DESCRIPTION OF THE TASK: Each entry below must be repeated exactly, with pictures left out.

DATA IN THIS EXERCISE:
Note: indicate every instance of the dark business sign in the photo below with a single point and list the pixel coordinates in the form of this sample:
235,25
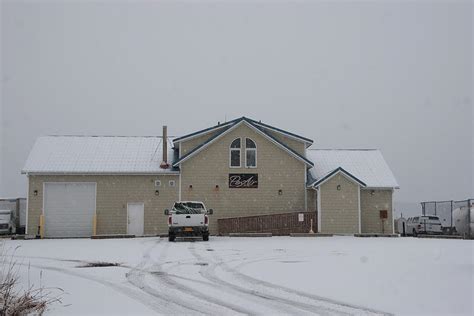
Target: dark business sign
243,180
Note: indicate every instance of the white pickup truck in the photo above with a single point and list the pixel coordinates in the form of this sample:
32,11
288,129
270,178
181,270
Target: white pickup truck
188,219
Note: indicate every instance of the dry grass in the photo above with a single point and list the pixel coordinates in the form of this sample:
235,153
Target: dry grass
13,300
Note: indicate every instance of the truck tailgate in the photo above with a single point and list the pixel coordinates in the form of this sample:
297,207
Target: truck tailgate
187,219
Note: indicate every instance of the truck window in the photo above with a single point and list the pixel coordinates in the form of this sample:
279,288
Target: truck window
188,208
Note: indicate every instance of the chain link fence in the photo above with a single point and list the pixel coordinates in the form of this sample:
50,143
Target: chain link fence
457,217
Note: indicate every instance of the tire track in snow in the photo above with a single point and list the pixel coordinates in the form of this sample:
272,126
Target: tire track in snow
250,279
279,304
308,302
137,276
125,290
212,304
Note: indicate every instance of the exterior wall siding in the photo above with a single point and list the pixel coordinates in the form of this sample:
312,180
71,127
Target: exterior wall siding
371,205
113,194
276,170
339,208
312,199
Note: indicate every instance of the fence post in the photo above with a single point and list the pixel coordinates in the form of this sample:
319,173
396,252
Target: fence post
451,215
469,217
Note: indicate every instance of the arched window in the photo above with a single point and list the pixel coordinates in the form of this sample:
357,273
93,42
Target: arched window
234,153
250,153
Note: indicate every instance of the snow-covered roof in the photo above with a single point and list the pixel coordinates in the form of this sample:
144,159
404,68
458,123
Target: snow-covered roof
98,154
368,165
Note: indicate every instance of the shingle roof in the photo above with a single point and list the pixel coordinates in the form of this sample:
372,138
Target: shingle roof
336,171
243,118
368,166
234,125
97,154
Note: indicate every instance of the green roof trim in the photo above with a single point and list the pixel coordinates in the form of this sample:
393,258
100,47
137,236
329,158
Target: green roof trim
332,173
234,123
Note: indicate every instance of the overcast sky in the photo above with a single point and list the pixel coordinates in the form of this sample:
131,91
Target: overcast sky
385,74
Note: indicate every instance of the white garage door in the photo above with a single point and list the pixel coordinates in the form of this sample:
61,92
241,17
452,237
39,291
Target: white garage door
69,209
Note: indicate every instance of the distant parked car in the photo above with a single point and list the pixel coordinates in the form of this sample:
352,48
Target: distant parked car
7,223
429,224
188,219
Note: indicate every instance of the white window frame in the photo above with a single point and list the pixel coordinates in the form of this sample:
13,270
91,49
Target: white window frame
235,149
250,149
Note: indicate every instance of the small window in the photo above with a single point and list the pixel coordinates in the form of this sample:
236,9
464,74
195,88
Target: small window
250,153
235,153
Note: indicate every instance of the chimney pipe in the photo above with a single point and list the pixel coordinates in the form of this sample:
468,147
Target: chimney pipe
164,164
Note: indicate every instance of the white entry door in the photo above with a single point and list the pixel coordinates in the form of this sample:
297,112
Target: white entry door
135,219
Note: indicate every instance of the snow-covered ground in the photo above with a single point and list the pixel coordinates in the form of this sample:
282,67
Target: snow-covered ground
278,275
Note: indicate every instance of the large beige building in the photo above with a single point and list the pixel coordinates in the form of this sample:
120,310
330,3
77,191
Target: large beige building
84,185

SOLUTION FOR THIS EXERCISE:
Note: indicate every instance of the dark business sign in the photo below with a single point and list the pixel coordinates in the form of this sample:
235,25
Target: dark business sign
243,180
Note: indicate every instance of the white pickup truck in the photo above with a single point and list the pixel coordinates in the form of this sample:
32,11
288,129
270,178
181,270
Target: white pickup truck
188,219
Note: indicate every instance of the dry grass in the photo above with a single point and list the pixel coordinates in the form of this sample:
235,153
Target: dry grass
13,300
Note: indicate every instance of the truck tailgate in the photo above with a single point and list the pixel coordinates in the form of this sample:
297,207
Target: truck tailgate
187,219
Note: indicate every instance of the truck window in the photo above with a single point and list the pixel coordinates in the form of this sample:
279,288
Target: truck window
188,208
Note: indicate every instance of the chain link fence in the photo above with a single point and list the pixel coordinates in the form of this sample:
50,143
Target: chain link fence
457,217
Note: indicate every instance of the tire track in snow in the photo above with a single point and list the pixel coordinates in the form of this sample:
272,126
Target: tire track in snow
250,279
279,304
308,302
137,276
125,290
212,304
Note: indicate every instance of the exterior wall siding in the photo above with a single point and list the pixel coordinates in the form of this sample:
312,180
71,127
Target: exterior wall siding
371,205
113,194
276,170
339,208
312,199
Note: indicate every instance of the fence post in the photo above with a single point and list the pixel coordinates in the form of this sample:
319,173
396,252
Target: fence post
451,215
469,217
Note: indicate every instance of the arched window in the photo above with a single point and list the pixel coordinates in the form of this sample:
357,273
93,42
Target: arched window
234,153
250,153
Note: indicate every instance of the snow-covered roof in the photo above with a single point and list the pixel coordinates in the form of this sample:
144,159
404,68
458,123
Target: snow-covered roof
98,154
368,165
Note: indicate every instance of the shingle roof in the photo above with a single point and list the pixel coordinates in the form of this sample:
372,138
Target: shingle roof
336,171
243,118
368,166
234,125
97,154
Note: indicate every instance of the green roof trim in the photo above with a single point and list the pixel coordinates in the form of this sample:
393,258
100,47
137,236
329,158
Target: green roof trim
332,173
234,123
Note: indicate every instance of the overcast sky in the photo above with a single point and list the pixel coordinates in the form of this sample:
131,91
Target: overcast sky
385,74
Note: indicate every instance of the white garage door in the photo above with a single point and list the pixel coordinates in the form of this sample:
61,92
241,17
452,237
39,291
Target: white garage door
69,209
Note: indicate every instance of the distant parked car in the photo above with a single point and list the pixel coordinates in the form of this sample:
352,48
Target: distant parked car
7,223
429,224
188,219
Note: indicate every instance of the white window frame in the photo above with a single point and list the pixel coordinates in the form of this sample:
13,270
91,49
Target: white window frame
235,149
250,149
Note: indicate every instance of the small window in the photo above with a single point and list the pixel coordinates in the form of this sample:
236,9
464,74
195,88
Target: small window
250,153
235,153
Note: indicate every instance of the chimney pipe in the photo above with a single point and list the pixel coordinates in the form of this sample:
468,147
Target: chimney pipe
164,164
Note: indicate every instance of the white entry door in the photo above with a single point and list the pixel coordinates in the form of this sample:
297,112
Target: white entry door
135,219
Note: indicate every instance of the snow-covered ground in the photo above with a single point and list the pixel coordinates in the form of this sample:
282,67
Target: snow-covered ground
278,275
Note: indicate every instance of the large beige building in the photo above with a single point and list the pixel coordinates in the form of this sample:
120,310
330,3
77,191
Target: large beige building
84,185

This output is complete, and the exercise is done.